[Data extracted from a collection]
%%

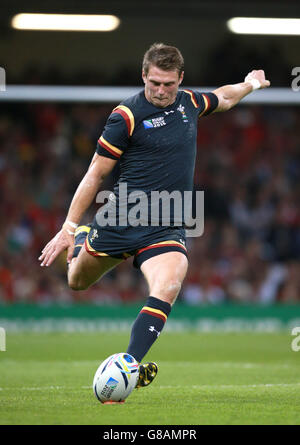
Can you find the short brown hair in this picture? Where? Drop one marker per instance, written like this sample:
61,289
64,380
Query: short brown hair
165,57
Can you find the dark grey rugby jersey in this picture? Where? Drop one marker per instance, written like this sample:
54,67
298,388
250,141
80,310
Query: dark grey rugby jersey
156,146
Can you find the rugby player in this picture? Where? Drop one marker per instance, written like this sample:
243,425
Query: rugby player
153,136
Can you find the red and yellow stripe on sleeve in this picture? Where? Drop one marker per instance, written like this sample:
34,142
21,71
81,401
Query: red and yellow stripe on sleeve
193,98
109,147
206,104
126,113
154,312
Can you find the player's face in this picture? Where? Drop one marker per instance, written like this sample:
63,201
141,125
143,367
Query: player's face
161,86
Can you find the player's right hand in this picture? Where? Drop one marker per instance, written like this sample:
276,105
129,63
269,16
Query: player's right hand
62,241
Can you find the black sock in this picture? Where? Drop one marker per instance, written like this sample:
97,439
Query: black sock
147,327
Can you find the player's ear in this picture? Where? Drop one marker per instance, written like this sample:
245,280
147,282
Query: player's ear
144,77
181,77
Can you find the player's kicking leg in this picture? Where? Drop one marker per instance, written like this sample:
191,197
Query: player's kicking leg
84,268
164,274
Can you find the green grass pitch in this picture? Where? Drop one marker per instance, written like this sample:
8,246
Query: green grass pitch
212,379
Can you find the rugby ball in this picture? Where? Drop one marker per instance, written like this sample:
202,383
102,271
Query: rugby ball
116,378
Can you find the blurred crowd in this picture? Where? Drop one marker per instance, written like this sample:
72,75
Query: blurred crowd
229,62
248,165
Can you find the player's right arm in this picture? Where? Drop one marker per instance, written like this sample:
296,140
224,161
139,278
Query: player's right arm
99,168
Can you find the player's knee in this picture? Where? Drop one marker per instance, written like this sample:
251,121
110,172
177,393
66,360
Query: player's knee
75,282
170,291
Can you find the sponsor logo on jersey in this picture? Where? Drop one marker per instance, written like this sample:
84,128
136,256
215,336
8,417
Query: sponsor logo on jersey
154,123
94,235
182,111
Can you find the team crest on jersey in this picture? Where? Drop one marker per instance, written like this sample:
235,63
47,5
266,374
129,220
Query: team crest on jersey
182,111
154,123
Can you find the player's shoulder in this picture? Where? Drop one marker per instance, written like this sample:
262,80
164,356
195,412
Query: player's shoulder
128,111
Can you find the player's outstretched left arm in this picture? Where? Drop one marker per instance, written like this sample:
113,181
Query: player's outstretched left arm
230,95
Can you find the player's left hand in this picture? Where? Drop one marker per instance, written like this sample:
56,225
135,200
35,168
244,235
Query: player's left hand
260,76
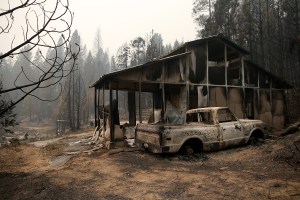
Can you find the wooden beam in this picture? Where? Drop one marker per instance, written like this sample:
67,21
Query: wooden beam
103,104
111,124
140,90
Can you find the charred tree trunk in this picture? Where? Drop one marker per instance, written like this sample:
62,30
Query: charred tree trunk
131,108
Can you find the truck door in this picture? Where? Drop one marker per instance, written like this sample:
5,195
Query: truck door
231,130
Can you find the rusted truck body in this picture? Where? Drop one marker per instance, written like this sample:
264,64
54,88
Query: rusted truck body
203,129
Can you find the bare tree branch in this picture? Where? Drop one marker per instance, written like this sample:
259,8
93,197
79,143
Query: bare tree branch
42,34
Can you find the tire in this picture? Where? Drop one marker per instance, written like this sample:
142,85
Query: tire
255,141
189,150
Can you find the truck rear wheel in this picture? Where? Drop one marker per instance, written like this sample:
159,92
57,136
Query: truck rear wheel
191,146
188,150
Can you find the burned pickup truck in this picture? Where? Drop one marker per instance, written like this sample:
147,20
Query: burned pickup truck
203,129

%%
%%

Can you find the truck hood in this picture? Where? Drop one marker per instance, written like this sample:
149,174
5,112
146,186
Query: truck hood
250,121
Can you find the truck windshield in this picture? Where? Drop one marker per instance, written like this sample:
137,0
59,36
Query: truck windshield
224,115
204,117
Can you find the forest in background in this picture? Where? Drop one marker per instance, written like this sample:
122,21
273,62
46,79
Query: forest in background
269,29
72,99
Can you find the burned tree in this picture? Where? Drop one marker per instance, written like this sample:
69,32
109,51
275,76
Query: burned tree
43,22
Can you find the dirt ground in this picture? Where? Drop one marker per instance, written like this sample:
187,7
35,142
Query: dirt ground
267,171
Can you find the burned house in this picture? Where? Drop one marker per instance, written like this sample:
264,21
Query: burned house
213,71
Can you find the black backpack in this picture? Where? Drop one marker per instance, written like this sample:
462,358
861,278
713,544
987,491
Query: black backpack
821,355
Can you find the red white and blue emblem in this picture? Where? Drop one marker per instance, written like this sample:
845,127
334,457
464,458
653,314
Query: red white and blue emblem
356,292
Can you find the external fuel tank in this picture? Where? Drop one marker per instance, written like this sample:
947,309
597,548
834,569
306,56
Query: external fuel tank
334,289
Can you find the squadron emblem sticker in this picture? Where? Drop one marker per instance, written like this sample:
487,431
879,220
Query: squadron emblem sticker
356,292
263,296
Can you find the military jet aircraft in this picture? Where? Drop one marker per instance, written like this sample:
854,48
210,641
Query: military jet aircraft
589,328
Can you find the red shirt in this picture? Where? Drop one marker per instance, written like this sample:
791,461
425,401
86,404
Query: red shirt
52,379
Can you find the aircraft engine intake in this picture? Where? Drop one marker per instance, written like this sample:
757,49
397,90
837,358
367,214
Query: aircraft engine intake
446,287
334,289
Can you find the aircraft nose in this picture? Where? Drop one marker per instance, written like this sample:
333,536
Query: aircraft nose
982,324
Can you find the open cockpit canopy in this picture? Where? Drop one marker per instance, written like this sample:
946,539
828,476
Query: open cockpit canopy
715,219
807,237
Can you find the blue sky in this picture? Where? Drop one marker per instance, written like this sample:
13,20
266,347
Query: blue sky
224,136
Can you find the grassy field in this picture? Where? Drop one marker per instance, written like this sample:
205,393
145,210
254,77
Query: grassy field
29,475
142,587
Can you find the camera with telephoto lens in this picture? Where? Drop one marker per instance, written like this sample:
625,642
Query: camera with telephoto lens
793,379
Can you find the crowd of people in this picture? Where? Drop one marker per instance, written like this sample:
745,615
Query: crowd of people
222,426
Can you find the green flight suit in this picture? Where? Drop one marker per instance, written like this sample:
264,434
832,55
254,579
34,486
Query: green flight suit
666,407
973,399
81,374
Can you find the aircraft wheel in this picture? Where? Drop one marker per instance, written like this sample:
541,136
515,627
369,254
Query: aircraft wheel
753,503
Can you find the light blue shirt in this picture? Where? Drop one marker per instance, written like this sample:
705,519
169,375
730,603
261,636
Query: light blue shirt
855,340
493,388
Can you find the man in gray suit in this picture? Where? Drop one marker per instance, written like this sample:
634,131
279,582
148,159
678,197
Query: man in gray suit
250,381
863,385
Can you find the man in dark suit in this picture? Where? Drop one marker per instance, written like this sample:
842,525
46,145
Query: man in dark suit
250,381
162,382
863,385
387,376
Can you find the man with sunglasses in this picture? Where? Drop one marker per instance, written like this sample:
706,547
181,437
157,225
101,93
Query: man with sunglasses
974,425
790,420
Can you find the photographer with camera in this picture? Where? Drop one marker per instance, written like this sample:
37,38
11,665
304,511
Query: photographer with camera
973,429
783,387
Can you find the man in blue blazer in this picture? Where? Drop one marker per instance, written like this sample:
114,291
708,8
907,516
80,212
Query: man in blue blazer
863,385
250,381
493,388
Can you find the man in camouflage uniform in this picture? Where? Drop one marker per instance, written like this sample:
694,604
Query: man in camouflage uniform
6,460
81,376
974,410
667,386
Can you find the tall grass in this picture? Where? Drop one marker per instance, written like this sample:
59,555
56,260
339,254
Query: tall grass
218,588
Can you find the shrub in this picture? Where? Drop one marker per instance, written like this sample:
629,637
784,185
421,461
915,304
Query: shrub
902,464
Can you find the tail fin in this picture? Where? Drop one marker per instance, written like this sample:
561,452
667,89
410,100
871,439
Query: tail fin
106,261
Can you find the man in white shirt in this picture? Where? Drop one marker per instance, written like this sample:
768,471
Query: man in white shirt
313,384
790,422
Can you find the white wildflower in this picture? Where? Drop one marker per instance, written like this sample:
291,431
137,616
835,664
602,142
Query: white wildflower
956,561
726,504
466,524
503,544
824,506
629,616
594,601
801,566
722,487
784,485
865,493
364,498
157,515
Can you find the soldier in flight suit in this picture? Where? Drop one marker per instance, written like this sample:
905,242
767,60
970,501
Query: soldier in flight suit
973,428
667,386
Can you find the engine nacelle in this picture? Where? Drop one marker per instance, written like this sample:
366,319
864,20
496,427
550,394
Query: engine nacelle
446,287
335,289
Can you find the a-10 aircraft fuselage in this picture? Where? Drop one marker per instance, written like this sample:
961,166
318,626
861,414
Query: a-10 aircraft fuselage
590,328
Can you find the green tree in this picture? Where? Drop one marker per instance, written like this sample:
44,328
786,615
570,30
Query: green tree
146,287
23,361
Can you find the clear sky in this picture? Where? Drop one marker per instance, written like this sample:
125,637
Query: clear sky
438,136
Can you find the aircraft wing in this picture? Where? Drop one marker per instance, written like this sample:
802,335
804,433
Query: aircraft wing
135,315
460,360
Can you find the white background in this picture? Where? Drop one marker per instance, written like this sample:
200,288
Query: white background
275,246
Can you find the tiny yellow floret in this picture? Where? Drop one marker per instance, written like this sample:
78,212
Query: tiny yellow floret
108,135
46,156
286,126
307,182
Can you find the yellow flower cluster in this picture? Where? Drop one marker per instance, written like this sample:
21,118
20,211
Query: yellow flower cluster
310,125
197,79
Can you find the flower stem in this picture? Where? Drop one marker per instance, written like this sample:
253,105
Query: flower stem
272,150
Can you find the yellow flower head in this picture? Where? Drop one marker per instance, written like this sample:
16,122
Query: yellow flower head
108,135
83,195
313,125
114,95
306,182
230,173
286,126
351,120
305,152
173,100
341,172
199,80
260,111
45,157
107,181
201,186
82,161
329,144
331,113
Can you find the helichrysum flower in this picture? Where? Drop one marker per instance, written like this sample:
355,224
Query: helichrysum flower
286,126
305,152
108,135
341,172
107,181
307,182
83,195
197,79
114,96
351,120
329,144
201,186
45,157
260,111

%%

### DIRECTION
Show every line in the entries above that contains the word "helichrysum".

### FINAL ANSWER
Can you find the helichrysum flower in this picture? Where? Drop one marker per instance, written like this sample:
Query: helichrysum flower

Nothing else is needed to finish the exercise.